→ **What to do**:
Rewrite the handball player profile below from the part that opens with "- Playing position: Goalkeeper" to the part that closes with "Denmark / 171 / (3)", putting "Keeper" in place of "Goalkeeper".

→ **Source document**:
-------
Personal information
- Born: 12 October 1967 (age 58) Hvorslev, Denmark
- Nationality: Danish
- Height: 180 cm (5 ft 11 in)
- Playing position: Goalkeeper

Youth career
- Team
- –: Vellef IF

Senior clubs
- Years: Team
- 1985-2001: Viborg HK

National team
- Years: Team / Apps / (Gls)
- 1987-2000: Denmark / 171 / (3)

Teams managed
- 2006-2008: Viborg HK assistant coach
- 2008-2011: Skjern Håndbold men's team goalkeeping coach
- 2011: Viborg HK Sporting director / goalkeeping coach
- 2017-: Viborg HK assistant coach

Medal record
Women's handball
Representing Denmark
Olympic Games
| Gold medal – first place | 1996 Atlanta | Team competition |
World Championship
| Gold medal – first place | 1997 Germany | Team |
| Silver medal – second place | 1993 Norway | Team |
| Bronze medal – third place | 1995 Austria/Hungary | Team |
European Championship
| Gold medal – first place | 1994 Germany | Team |
| Gold medal – first place | 1996 Denmark | Team |
| Silver medal – second place | 1998 Netherlands | Team |

= Susanne Munk Wilbek =

Danish handball player (born 1967)
-------
(Source data)
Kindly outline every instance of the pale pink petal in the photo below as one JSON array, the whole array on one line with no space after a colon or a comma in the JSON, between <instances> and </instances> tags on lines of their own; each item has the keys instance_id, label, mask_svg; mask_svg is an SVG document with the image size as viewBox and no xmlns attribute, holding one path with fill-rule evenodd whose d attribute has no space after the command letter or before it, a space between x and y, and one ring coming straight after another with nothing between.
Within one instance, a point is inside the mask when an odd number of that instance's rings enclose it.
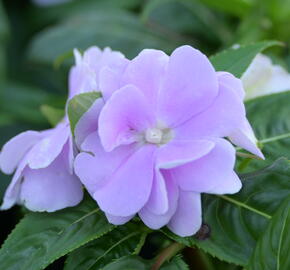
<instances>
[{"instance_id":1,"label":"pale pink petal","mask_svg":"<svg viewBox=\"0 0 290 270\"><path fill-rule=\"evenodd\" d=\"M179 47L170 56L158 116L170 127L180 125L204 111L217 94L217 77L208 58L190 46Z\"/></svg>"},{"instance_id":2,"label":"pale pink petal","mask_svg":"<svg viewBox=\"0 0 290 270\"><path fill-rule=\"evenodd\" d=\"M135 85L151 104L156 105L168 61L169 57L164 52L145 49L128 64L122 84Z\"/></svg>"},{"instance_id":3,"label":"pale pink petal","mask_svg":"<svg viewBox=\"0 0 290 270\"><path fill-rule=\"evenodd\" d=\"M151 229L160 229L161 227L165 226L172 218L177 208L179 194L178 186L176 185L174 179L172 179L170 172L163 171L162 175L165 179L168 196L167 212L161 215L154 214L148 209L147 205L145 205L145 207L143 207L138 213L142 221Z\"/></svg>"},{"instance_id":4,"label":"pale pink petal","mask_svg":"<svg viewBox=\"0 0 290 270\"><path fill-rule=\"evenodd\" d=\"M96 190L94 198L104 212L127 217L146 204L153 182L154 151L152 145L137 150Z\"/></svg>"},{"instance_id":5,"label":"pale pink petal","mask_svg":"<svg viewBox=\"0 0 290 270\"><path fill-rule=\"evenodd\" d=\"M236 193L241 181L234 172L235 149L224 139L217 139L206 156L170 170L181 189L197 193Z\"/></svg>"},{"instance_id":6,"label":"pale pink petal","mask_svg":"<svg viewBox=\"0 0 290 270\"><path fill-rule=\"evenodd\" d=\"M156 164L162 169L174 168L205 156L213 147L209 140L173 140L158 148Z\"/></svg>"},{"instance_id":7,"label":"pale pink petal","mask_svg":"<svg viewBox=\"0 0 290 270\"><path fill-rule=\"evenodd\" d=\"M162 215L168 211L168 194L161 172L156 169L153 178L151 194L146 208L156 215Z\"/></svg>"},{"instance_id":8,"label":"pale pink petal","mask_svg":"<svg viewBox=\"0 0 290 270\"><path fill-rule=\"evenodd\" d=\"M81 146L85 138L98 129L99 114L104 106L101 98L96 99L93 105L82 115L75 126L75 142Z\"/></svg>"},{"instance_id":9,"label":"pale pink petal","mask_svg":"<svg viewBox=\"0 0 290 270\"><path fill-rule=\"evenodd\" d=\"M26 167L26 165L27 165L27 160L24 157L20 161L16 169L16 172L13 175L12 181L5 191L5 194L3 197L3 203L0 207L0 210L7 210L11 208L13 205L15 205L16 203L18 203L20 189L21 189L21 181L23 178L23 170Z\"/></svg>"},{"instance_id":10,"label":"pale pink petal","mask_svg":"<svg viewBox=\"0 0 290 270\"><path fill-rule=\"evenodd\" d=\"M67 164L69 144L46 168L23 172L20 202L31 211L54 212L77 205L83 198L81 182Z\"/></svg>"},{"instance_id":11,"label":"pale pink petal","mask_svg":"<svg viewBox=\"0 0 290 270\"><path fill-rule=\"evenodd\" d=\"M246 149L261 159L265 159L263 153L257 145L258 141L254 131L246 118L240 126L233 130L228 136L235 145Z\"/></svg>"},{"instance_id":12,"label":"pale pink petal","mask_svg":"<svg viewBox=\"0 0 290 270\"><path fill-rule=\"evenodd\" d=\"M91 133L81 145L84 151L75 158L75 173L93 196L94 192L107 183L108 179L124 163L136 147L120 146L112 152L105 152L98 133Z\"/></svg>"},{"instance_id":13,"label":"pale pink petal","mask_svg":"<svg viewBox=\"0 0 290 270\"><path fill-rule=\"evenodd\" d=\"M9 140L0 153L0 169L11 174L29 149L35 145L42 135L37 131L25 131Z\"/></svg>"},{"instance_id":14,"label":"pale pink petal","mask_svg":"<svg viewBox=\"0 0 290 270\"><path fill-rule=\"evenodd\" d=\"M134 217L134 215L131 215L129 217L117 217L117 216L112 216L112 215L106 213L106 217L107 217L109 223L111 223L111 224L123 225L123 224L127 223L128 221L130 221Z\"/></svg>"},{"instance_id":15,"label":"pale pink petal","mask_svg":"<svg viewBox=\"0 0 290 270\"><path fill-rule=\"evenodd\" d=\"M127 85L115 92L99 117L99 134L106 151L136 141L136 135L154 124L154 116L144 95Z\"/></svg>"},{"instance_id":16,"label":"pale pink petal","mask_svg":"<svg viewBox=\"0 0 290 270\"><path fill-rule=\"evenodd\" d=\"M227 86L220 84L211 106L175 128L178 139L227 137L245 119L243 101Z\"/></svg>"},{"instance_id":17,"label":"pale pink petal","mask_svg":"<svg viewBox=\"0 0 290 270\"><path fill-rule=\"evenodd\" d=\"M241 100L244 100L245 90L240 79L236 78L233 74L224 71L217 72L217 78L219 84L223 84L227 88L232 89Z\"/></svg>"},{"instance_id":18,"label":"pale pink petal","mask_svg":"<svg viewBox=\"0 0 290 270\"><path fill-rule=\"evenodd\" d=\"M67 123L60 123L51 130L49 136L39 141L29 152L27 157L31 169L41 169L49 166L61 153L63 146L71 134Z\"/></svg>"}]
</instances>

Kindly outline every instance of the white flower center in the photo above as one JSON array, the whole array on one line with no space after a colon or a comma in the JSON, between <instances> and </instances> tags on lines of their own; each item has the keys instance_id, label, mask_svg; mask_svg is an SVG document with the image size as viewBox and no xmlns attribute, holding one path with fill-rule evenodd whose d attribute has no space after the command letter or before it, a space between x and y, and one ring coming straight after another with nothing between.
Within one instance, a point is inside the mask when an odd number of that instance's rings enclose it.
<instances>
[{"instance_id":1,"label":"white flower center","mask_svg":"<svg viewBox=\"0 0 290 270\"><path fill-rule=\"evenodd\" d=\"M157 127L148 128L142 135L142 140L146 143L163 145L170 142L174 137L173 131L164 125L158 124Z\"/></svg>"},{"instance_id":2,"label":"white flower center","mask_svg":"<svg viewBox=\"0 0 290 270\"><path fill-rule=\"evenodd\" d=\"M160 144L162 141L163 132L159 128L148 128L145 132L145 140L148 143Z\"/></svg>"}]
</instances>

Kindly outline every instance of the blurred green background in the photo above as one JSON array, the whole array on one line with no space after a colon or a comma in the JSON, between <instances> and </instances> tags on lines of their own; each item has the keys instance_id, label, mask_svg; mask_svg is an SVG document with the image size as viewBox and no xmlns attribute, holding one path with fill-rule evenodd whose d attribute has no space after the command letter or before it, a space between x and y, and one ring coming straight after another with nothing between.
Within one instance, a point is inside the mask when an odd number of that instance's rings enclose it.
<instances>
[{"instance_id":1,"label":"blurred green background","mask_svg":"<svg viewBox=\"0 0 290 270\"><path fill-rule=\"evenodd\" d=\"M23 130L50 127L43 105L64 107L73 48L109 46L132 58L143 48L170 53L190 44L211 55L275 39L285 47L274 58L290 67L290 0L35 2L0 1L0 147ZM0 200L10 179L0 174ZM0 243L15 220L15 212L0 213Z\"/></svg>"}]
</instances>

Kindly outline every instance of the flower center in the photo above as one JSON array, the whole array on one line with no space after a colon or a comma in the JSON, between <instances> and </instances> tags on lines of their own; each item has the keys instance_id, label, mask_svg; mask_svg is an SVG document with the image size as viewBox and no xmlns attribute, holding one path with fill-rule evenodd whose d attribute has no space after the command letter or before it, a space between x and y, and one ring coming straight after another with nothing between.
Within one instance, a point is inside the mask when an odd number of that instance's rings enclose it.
-------
→ **Exercise answer**:
- Playing position: Keeper

Youth career
- Team
- –: Vellef IF

Senior clubs
- Years: Team
- 1985-2001: Viborg HK

National team
- Years: Team / Apps / (Gls)
- 1987-2000: Denmark / 171 / (3)